■ **Problem to solve**: Could you set down every entry below exactly as it is?

■ **Provided data**:
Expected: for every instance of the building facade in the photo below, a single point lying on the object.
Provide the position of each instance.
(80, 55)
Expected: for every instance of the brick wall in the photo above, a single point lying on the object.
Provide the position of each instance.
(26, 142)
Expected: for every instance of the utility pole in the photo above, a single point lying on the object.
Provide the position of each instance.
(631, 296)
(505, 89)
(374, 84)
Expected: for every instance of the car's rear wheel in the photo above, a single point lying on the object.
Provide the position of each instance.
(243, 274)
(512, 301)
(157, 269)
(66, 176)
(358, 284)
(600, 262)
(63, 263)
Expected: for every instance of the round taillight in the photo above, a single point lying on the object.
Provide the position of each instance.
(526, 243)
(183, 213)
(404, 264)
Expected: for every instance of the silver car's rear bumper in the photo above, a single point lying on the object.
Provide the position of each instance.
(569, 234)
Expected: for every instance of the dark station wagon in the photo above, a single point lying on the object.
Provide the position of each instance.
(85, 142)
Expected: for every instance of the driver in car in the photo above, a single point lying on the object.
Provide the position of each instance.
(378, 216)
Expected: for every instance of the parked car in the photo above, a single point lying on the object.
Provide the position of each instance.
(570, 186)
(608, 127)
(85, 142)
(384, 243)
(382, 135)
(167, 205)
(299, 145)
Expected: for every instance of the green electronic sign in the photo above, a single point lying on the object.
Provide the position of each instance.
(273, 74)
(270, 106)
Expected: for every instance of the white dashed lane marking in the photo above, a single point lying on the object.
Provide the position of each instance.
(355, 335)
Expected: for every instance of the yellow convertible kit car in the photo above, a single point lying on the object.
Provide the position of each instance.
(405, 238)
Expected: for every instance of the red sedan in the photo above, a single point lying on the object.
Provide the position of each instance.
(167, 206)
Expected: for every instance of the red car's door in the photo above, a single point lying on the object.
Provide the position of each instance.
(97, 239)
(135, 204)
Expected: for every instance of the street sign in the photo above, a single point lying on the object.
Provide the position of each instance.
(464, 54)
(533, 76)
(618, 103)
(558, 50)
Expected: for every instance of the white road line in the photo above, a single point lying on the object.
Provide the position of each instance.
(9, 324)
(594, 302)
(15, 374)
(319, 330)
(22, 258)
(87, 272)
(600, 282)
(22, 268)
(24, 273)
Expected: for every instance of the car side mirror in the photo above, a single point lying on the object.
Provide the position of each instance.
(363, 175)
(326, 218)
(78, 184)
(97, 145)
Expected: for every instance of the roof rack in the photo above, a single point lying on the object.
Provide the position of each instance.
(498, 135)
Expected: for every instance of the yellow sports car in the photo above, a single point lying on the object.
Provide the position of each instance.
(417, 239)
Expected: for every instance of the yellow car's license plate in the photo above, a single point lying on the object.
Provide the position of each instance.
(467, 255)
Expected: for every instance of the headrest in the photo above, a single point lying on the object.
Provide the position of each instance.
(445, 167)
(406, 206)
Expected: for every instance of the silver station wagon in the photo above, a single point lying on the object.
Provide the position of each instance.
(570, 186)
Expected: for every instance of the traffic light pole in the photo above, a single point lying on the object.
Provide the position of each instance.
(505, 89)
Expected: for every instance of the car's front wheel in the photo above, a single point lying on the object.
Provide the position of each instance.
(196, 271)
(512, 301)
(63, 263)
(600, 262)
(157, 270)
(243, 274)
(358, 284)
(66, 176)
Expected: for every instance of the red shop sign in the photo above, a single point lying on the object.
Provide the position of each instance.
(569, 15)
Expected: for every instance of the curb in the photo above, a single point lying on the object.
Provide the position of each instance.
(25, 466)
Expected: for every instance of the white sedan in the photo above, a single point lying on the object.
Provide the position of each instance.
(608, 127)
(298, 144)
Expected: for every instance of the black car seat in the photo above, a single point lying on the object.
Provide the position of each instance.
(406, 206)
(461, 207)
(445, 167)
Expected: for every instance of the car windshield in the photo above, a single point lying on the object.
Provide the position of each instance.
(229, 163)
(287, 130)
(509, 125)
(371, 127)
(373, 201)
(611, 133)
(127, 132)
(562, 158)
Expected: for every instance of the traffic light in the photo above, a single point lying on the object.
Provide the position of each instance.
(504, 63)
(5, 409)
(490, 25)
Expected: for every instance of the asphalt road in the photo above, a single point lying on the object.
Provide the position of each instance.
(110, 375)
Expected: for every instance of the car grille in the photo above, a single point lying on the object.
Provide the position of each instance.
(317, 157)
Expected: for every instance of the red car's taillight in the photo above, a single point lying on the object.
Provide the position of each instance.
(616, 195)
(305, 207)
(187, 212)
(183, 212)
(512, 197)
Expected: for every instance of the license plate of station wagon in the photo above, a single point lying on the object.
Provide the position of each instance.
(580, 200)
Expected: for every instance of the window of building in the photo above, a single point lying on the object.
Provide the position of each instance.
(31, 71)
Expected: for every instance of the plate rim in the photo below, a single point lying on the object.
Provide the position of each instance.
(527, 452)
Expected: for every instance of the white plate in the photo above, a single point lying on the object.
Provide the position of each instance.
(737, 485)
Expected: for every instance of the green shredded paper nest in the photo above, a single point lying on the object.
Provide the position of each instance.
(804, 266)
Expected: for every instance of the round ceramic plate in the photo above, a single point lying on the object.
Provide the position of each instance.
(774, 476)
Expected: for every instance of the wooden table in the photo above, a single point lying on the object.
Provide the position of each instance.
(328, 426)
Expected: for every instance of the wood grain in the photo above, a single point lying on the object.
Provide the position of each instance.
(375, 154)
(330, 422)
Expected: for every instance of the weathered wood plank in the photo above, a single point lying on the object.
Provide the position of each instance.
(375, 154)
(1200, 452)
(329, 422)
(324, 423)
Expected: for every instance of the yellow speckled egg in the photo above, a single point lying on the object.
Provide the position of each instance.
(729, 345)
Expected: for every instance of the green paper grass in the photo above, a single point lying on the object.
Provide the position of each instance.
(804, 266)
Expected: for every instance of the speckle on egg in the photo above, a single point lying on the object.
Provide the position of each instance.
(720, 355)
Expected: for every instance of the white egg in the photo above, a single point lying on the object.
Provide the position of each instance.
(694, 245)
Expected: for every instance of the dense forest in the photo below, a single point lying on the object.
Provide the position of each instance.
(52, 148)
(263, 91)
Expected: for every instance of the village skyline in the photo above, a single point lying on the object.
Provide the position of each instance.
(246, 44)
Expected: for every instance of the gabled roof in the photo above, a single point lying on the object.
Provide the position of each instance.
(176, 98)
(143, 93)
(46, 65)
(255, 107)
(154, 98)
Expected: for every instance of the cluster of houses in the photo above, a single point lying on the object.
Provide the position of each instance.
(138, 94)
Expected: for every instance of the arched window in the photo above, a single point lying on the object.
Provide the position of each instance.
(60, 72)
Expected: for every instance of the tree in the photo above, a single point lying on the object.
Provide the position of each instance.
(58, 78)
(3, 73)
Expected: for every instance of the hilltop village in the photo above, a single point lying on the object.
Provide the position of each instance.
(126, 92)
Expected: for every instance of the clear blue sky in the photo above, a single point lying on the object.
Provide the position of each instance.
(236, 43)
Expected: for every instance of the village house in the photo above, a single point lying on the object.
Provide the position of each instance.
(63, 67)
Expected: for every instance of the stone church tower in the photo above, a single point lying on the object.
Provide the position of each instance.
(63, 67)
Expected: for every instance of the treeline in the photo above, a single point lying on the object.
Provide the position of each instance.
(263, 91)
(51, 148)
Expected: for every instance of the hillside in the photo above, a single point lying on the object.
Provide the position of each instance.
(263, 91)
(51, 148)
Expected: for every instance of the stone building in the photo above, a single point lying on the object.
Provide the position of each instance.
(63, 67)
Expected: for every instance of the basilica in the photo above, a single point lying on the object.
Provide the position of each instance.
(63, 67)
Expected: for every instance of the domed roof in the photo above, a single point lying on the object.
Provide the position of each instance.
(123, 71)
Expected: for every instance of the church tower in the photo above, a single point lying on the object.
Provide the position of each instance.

■ **Exercise output**:
Expected: for every instance of the building facade in the photo below, a single point lying on the object.
Provide the position of each instance.
(80, 55)
Expected: for every instance of the brick wall in the photo above, a single point lying on the object.
Provide the position of each instance.
(26, 142)
Expected: for every instance of the utility pole in the photo above, a single point lying on the object.
Provide the position of each instance.
(631, 296)
(505, 89)
(374, 84)
Expected: for every instance of the car's rear wheel in the photo above, a single point lying on the object.
Provide the position of each instance.
(243, 274)
(512, 301)
(157, 269)
(66, 176)
(358, 284)
(600, 262)
(63, 263)
Expected: for every instance of the round taillight in the photo above, a single point lying on the object.
Provide the position of each instance.
(526, 243)
(183, 213)
(404, 264)
Expected: for every instance of the silver car's rear bumper in the photo above, a single point lying on the object.
Provide the position of each instance.
(569, 234)
Expected: for every instance of the dark station wagon in the photo above, a single point lying on the object.
Provide the position of each instance.
(85, 142)
Expected: for every instance of the driver in car in the photo above, a single point lying on the object.
Provide the position of each instance.
(378, 216)
Expected: for every instance of the parked car in the photo above, a single point lying on the object.
Provide the position of each instance.
(570, 186)
(608, 127)
(85, 142)
(384, 243)
(382, 135)
(167, 205)
(299, 145)
Expected: for every instance of the green electronic sign in the photo above, a single point lying on the object.
Provide the position of each instance.
(273, 74)
(270, 106)
Expected: for every instance of the white dashed lane marking in the photo above, a single point lying on the object.
Provide the position of each instance.
(355, 335)
Expected: for every instance of the yellow convertible kit car in the photo above, a single point lying on the object.
Provide the position of each instance.
(405, 238)
Expected: for every instance of the red sedan in the photo above, a single point lying on the object.
Provide the position of each instance.
(167, 206)
Expected: for every instance of the red car's door in the photo above, a single point lying on the object.
Provide the position of each instance.
(97, 239)
(135, 204)
Expected: for every instance of the street sign in the photo above, a single point lying on the object.
Provide the position of each instance.
(464, 54)
(533, 76)
(618, 103)
(558, 50)
Expected: for every instance of the white road line in the photo above, a single point lying on the object.
Provide the position of each instance.
(9, 324)
(594, 302)
(15, 374)
(319, 330)
(22, 258)
(87, 272)
(600, 282)
(22, 268)
(24, 273)
Expected: for every instance of the car side mirror in the photo above, a single point lying on the object.
Provide the position of each instance.
(363, 175)
(326, 218)
(78, 184)
(97, 145)
Expected: for every instance of the roof rack in the photo above, a single point lying on the object.
Provide the position of each instance.
(498, 135)
Expected: for every instance of the yellow sports car in the photo above, a single point lying on the object.
Provide the position of each instance.
(417, 239)
Expected: for every instance of the yellow car's license plate in the photo above, a single point lying on the object.
Provide the position of each instance.
(467, 255)
Expected: for every instance of the headrest in the photo above, a single point lying on the object.
Provide the position of each instance.
(445, 167)
(406, 206)
Expected: for every instance of the silver station wagon in the photo above, a single point lying on the object.
Provide the position of each instance.
(570, 186)
Expected: for every instance of the traffic light pole in the photo above, a single point lying on the object.
Provide the position of each instance.
(505, 89)
Expected: for every instance of the car's front wheel in the photo above, a single point lying on the object.
Provide the position of each instance.
(196, 271)
(512, 301)
(63, 263)
(600, 262)
(157, 270)
(243, 274)
(358, 284)
(66, 176)
Expected: for every instance of the red shop sign in the photo above, a single point lying on the object.
Provide the position of each instance.
(569, 15)
Expected: for every instance of the curb in the photo above, a single point lying on the object.
Provide the position of each instance.
(25, 466)
Expected: for every instance of the white sedan in the photo above, a single point lying on the object.
Provide the position of each instance.
(608, 127)
(298, 144)
Expected: for every instance of the black car seat in the photo above, a single point lying on the object.
Provide the position of each instance.
(406, 206)
(461, 207)
(445, 167)
Expected: for every instance of the car windshield in the photo above, a single point lying on the object.
Provide the position of each instance.
(229, 163)
(287, 130)
(509, 125)
(371, 127)
(373, 201)
(611, 133)
(127, 132)
(562, 158)
Expected: for every instance of the traffic light in the photo above, a single point lying on the object.
Provide the position of each instance.
(504, 63)
(5, 409)
(490, 25)
Expected: for every instance of the asphalt road in the photo above, a single point lying on the object.
Provide the position of each instance.
(110, 375)
Expected: for every instance of the car grille in the photo above, a single point lying on the object.
Provide the position of each instance.
(317, 157)
Expected: for every instance of the red car's taillight in the photo above, a single point lying on the object.
Provide the position of each instance.
(616, 195)
(305, 207)
(187, 212)
(183, 212)
(512, 197)
Expected: for every instance of the license plate of station wagon in the photo above, a single point lying on the object.
Provide the position of each instance.
(580, 200)
Expected: for every instance of the window of building in the photo above, a single point lying on the object.
Provide the position of each instance.
(31, 71)
Expected: for every instance of the plate rim in the photo below, a single point lying on the object.
Provide the position of each instance.
(527, 452)
Expected: for every instance of the white plate in the photo above, a single point lying on the object.
Provide the position of each instance.
(737, 485)
Expected: for every instance of the green shredded paper nest in the photo above, a single point lying on the object.
Provide the position of each instance.
(804, 266)
Expected: for every instance of the round ceramic plate in the photo above, a single point lying on the object.
Provide the position of each instance.
(774, 476)
Expected: for every instance of the wooden table in the photo above, a single point lying on the object.
Provide the position of each instance.
(328, 426)
Expected: for every instance of the wood grain in the photo above, a single point lying on the object.
Provide the position of each instance.
(375, 154)
(330, 422)
Expected: for every instance of the weathered wood plank in the photo above, a single point lying on the object.
Provide the position of each instance.
(375, 154)
(1200, 452)
(329, 422)
(324, 423)
Expected: for every instance of the yellow speckled egg in the photo above, a single point lying on the object.
Provide the position of each instance.
(729, 345)
Expected: for every instance of the green paper grass in the photo above, a single point lying on the object.
Provide the position of each instance.
(804, 266)
Expected: for every instance of the speckle on egg in the photo above, a single point lying on the object.
Provide the position of each instance.
(720, 355)
Expected: for every instance of the white egg in the photo above, a single point lying on the object.
Provide the position of each instance.
(694, 245)
Expected: for every instance of the dense forest in the photo below, a single point lying on the object.
Provide the position of each instance.
(52, 148)
(263, 91)
Expected: for every instance of the village skyline in the photo above, a single point lying on the object.
Provide the position of each instance.
(246, 44)
Expected: for every instance of the gabled roof in the photo above, a single point lying on the object.
Provide the position of each instance.
(176, 98)
(143, 93)
(46, 65)
(255, 107)
(154, 98)
Expected: for every instance of the cluster of houses in the photo above, a single point lying on the object.
Provide the position of each instance.
(138, 94)
Expected: for every instance of the arched window in the photo above, a single point lying on the object.
Provide the position of each instance.
(60, 72)
Expected: for every instance of the tree in the photo above, a single point lying on the object.
Provide the position of each instance.
(58, 78)
(3, 73)
Expected: for every instance of the hilltop village in the photo above, a single point lying on the object.
Provide the position of each instance.
(126, 92)
Expected: for every instance of the clear blue sky in the photo above, a single point lying on the object.
Provide the position of each instance.
(236, 43)
Expected: for every instance of the village house in the photo above, a single point lying on the object.
Provide the position of each instance.
(63, 67)
Expected: for every instance of the stone church tower in the photo above, a single point lying on the object.
Provide the position of each instance.
(63, 67)
Expected: for every instance of the treeline in the photo above, a single point lying on the object.
Provide the position of each instance.
(263, 91)
(51, 148)
Expected: for every instance of the hillside in the photo above, a single point lying on the object.
Provide the position of each instance.
(263, 91)
(51, 148)
Expected: for every instance of the stone building in the photo above, a single point lying on the object.
Provide the position of each instance.
(63, 67)
Expected: for every instance of the basilica in the photo above, a single point lying on the object.
Provide the position of each instance.
(63, 67)
Expected: for every instance of the domed roof in the photo above, a single point lying on the object.
Provide the position of each instance.
(123, 71)
Expected: for every instance of the church tower in the photo above, a single point lying on the object.
Provide the position of each instance.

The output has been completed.